═══ Material for the task ═══

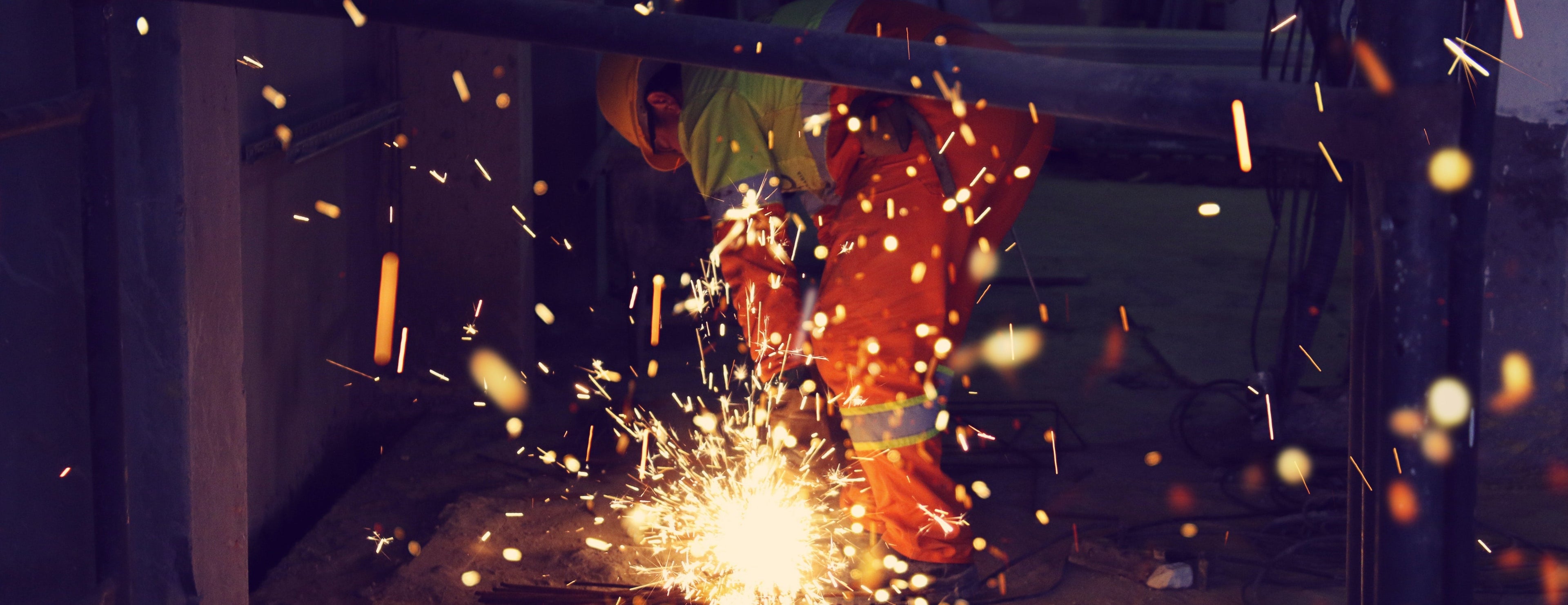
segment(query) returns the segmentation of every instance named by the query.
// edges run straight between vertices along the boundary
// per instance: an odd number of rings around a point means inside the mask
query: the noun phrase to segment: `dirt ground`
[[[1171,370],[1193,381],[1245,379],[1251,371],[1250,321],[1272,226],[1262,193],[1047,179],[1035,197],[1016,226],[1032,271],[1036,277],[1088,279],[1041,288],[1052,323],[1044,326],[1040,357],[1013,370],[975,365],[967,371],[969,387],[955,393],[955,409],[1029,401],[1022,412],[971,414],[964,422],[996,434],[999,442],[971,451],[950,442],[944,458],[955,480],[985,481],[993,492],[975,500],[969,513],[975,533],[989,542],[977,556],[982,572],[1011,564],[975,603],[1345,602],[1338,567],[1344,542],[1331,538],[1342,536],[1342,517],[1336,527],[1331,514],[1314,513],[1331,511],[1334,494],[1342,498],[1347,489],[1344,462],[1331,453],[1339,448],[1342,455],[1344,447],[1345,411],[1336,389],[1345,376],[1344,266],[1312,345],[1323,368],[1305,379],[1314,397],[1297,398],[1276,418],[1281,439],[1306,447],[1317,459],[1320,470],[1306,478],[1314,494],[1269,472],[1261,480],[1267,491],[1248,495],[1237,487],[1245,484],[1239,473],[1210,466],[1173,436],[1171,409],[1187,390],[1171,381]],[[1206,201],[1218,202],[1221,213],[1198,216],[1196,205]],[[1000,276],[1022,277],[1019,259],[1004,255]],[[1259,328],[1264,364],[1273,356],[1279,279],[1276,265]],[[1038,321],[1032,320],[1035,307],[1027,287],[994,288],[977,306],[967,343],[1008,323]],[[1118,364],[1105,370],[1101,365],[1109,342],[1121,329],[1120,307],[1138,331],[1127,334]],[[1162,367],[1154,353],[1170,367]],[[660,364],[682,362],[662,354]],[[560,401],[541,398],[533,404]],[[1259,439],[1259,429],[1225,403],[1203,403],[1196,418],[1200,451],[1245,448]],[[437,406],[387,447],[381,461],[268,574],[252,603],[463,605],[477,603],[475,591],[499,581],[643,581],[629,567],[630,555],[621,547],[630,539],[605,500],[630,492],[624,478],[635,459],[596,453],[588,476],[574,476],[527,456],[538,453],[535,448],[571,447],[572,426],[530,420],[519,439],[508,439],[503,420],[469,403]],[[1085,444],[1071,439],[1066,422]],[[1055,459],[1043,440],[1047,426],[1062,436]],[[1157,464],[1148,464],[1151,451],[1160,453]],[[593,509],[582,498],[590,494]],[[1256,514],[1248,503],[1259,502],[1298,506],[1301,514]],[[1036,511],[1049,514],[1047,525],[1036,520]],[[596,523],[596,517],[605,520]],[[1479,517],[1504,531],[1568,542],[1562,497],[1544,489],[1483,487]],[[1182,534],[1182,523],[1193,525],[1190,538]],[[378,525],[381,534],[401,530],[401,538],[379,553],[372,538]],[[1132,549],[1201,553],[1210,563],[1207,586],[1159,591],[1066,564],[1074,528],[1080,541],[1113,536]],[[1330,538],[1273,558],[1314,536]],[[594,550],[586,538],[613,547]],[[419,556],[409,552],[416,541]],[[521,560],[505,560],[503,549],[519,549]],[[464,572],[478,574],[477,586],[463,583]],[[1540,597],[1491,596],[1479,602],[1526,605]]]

═══

> **What you need to do**:
Reproduce every line of the records above verbatim, but leave the pictures out of your copy.

> **Completed task**:
segment(query) returns the segmentation of every instance named by the query.
// edges run straight between vertices along the boundary
// per instance: an odd number of rings around a point means inside the mask
query: the noun phrase to segment: `dirt ground`
[[[1171,370],[1193,381],[1245,379],[1251,371],[1250,321],[1272,226],[1262,193],[1047,179],[1035,197],[1016,226],[1032,271],[1036,277],[1088,279],[1041,288],[1052,323],[1044,326],[1040,357],[1013,370],[975,365],[967,371],[969,387],[955,393],[955,409],[1029,401],[1022,412],[971,414],[964,422],[996,434],[999,442],[971,451],[950,442],[944,458],[955,480],[985,481],[993,492],[975,500],[969,513],[975,533],[989,542],[977,556],[982,572],[1011,564],[975,603],[1345,602],[1338,567],[1344,542],[1331,538],[1342,536],[1342,517],[1336,527],[1331,514],[1314,513],[1331,511],[1334,494],[1342,498],[1347,489],[1344,462],[1331,453],[1339,448],[1342,455],[1344,447],[1345,411],[1336,389],[1345,376],[1344,266],[1312,345],[1323,368],[1305,379],[1314,397],[1297,398],[1276,418],[1281,439],[1306,447],[1317,459],[1320,470],[1306,478],[1314,494],[1269,472],[1261,480],[1267,491],[1248,495],[1237,487],[1245,484],[1239,473],[1210,466],[1173,436],[1171,409],[1187,390],[1171,381]],[[1206,201],[1218,202],[1221,213],[1198,216],[1196,205]],[[1000,276],[1022,277],[1019,259],[1004,255]],[[1259,328],[1264,364],[1273,356],[1279,279],[1276,265]],[[1038,321],[1032,320],[1035,307],[1027,287],[994,288],[977,306],[967,343],[1008,323]],[[1118,364],[1105,370],[1101,365],[1109,342],[1121,329],[1120,307],[1138,331],[1127,334]],[[1162,367],[1154,353],[1170,367]],[[660,364],[682,362],[662,354]],[[560,401],[541,398],[533,404]],[[1259,439],[1259,429],[1225,403],[1203,403],[1196,418],[1200,451],[1245,448]],[[437,406],[387,447],[381,461],[268,574],[252,603],[463,605],[477,603],[475,591],[499,581],[643,581],[629,567],[630,555],[621,547],[630,539],[605,500],[630,492],[624,478],[635,459],[596,453],[588,476],[574,476],[527,456],[538,453],[535,448],[571,447],[572,426],[530,420],[519,439],[508,439],[503,420],[469,403]],[[1085,444],[1071,439],[1066,422]],[[1055,459],[1043,440],[1047,426],[1062,436]],[[1157,464],[1148,464],[1151,451],[1160,453]],[[593,509],[582,498],[590,494]],[[1256,514],[1248,503],[1259,502],[1298,506],[1301,514]],[[1036,511],[1049,514],[1047,525],[1036,520]],[[596,523],[596,517],[605,520]],[[1479,517],[1504,531],[1568,542],[1562,497],[1544,489],[1483,487]],[[1182,534],[1182,523],[1193,525],[1190,538]],[[378,525],[381,534],[401,530],[401,538],[379,553],[372,538]],[[1132,549],[1201,553],[1210,563],[1207,586],[1159,591],[1066,564],[1074,528],[1080,541],[1113,536]],[[1330,538],[1273,558],[1314,536]],[[594,550],[586,538],[613,547]],[[419,556],[409,552],[416,541]],[[521,560],[505,560],[503,549],[519,549]],[[464,572],[478,574],[477,586],[463,583]],[[1540,597],[1491,596],[1479,602],[1526,605]]]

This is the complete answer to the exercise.